*** AVAILABLE RECORDS

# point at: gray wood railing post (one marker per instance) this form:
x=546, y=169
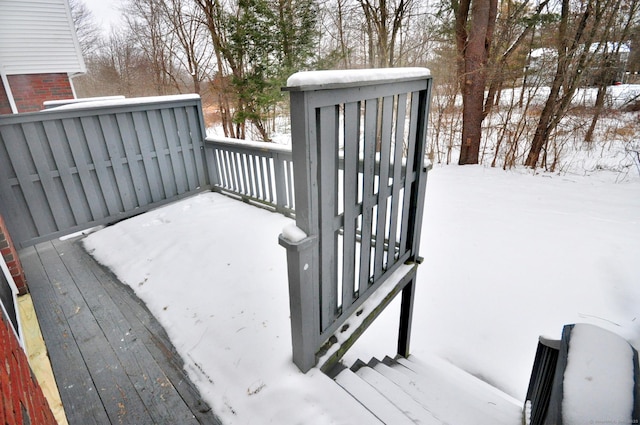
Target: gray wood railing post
x=358, y=201
x=304, y=276
x=303, y=296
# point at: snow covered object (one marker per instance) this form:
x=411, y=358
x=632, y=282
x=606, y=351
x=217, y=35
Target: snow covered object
x=590, y=376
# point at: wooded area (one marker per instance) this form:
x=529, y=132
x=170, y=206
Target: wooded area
x=506, y=72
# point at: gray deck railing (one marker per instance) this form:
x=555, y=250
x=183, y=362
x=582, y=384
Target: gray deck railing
x=69, y=168
x=256, y=172
x=361, y=220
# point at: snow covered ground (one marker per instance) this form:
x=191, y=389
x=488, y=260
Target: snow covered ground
x=508, y=256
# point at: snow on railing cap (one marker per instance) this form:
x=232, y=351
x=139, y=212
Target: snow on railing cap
x=318, y=80
x=124, y=102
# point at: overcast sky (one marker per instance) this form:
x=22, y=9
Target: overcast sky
x=105, y=12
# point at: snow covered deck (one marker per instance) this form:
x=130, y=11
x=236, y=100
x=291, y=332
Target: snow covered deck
x=210, y=270
x=113, y=362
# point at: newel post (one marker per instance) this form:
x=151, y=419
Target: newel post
x=303, y=300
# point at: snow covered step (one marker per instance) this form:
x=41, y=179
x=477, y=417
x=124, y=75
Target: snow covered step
x=375, y=402
x=403, y=401
x=453, y=395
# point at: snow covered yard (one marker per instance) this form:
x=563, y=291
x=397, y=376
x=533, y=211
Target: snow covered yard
x=508, y=256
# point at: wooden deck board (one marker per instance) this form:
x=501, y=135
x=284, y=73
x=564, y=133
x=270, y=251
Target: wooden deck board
x=112, y=360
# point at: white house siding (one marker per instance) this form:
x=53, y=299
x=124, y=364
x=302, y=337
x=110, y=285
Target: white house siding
x=38, y=36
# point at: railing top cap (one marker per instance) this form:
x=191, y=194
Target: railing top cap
x=324, y=80
x=110, y=102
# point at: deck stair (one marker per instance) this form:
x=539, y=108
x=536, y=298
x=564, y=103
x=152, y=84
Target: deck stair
x=428, y=391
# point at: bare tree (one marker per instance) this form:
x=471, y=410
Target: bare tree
x=473, y=46
x=385, y=20
x=578, y=29
x=87, y=29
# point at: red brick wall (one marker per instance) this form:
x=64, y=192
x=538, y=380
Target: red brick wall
x=5, y=106
x=22, y=399
x=8, y=251
x=30, y=91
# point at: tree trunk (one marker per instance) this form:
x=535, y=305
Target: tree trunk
x=473, y=81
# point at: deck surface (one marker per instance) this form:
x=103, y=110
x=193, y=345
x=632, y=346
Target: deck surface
x=113, y=362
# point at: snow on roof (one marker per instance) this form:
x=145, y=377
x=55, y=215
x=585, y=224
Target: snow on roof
x=332, y=78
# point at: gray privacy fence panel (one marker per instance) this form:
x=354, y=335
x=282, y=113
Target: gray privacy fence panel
x=66, y=169
x=257, y=172
x=360, y=175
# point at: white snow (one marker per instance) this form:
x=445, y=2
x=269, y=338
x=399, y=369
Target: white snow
x=293, y=233
x=117, y=101
x=598, y=381
x=331, y=77
x=508, y=256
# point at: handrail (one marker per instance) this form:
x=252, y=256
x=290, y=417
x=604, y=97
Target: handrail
x=358, y=147
x=260, y=173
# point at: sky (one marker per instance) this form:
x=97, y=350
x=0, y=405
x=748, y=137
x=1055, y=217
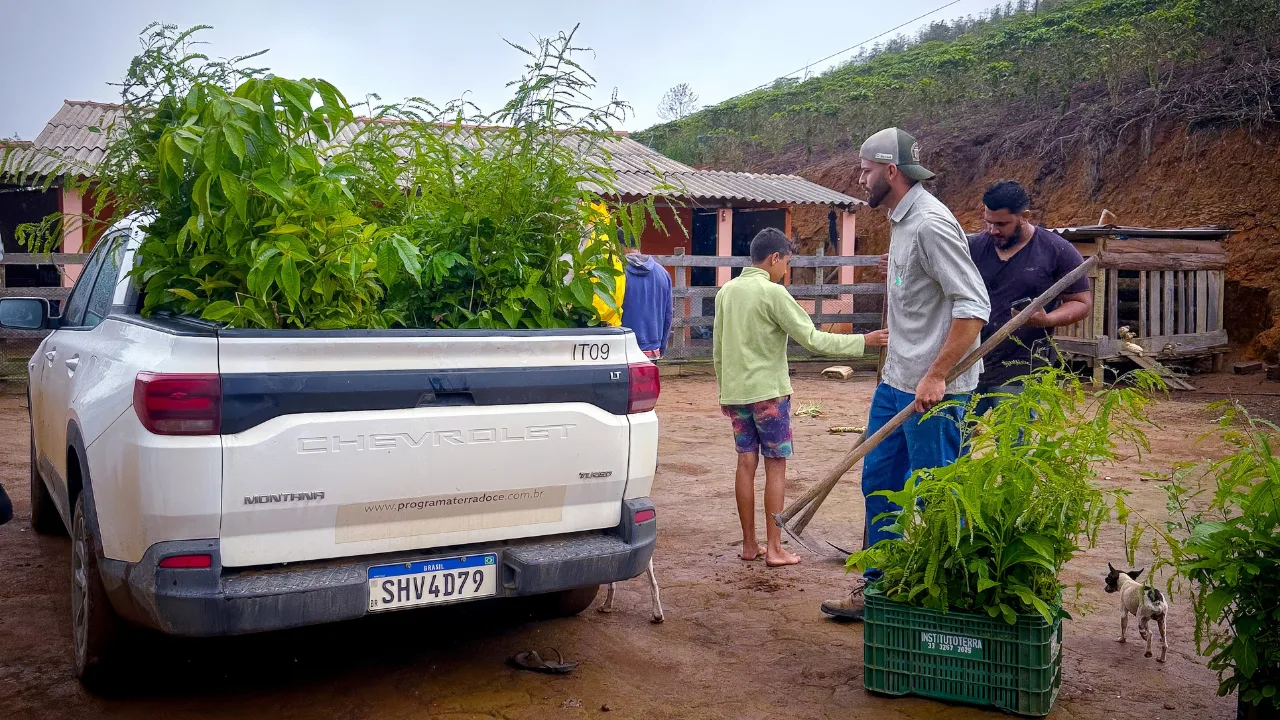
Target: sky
x=72, y=49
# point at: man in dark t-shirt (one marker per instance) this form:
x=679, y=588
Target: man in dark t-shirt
x=1019, y=261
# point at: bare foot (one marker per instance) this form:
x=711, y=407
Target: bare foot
x=780, y=559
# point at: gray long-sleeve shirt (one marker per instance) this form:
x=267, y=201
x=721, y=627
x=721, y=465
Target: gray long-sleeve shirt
x=931, y=281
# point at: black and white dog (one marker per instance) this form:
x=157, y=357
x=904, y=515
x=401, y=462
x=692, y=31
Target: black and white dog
x=1142, y=601
x=653, y=589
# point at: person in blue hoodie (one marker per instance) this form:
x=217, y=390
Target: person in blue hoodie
x=647, y=302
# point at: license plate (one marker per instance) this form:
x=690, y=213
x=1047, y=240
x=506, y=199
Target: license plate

******

GIVEN EXERCISE: List every line of the entries above as a numbered list, from the first line through the line with "x=361, y=220", skipping blank lines and leaving out the pictures.

COMPLETED EXERCISE:
1. # point at: gray wood railing post (one marker per instance) this form:
2. x=546, y=169
3. Target: gray wood railing post
4. x=358, y=201
5. x=304, y=276
6. x=303, y=296
7. # point at: snow covered object (one marker per instance) this form:
8. x=411, y=358
9. x=632, y=282
10. x=606, y=351
11. x=217, y=35
12. Target: snow covered object
13. x=590, y=376
14. # point at: wooded area (one marker per instance) this form:
15. x=529, y=132
16. x=170, y=206
17. Target: wooded area
18. x=506, y=72
19. # point at: gray deck railing (one marker per instance) this form:
20. x=555, y=250
21. x=183, y=362
22. x=582, y=384
23. Target: gray deck railing
24. x=69, y=168
25. x=256, y=172
26. x=361, y=220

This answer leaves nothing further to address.